TASK BRIEF. Precisely the lines from the one with "Where can the black" through the end of the data, both included, must make up the response, each restated word for word.

____ DATA IN THIS EXERCISE

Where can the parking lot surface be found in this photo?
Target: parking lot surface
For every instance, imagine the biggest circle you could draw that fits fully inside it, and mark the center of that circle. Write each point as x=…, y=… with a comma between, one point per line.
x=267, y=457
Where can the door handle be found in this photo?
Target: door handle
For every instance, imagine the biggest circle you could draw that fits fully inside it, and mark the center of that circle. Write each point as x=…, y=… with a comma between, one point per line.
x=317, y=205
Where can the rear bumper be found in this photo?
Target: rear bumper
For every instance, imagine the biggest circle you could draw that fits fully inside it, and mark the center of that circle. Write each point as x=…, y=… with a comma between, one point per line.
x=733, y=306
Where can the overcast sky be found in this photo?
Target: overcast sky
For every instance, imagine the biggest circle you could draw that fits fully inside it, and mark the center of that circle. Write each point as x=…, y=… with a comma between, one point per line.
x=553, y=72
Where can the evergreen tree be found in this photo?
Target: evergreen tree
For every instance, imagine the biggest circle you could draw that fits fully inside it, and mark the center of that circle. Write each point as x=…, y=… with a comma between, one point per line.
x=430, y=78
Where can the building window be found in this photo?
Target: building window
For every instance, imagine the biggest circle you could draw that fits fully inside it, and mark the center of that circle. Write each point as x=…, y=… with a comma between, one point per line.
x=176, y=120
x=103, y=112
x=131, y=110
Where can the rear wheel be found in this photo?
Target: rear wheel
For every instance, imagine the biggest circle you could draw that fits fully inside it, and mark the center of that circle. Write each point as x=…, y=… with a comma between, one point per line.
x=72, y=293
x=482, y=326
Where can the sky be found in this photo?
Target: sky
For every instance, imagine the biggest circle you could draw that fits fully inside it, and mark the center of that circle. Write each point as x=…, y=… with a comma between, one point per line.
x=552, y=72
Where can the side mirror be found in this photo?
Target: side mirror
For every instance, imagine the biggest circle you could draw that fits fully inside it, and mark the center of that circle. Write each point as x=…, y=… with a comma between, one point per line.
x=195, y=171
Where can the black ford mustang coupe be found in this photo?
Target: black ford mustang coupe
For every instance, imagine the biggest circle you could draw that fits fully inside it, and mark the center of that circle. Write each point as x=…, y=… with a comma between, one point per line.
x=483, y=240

________

SOLUTION.
Where can the black ford mustang coupe be found in this photo?
Target: black ford mustang coupe
For every instance, imagine the biggest circle you could draw that fits fully inside it, and mark the center of that circle. Write each point as x=…, y=… with a comma between, one point per line.
x=483, y=240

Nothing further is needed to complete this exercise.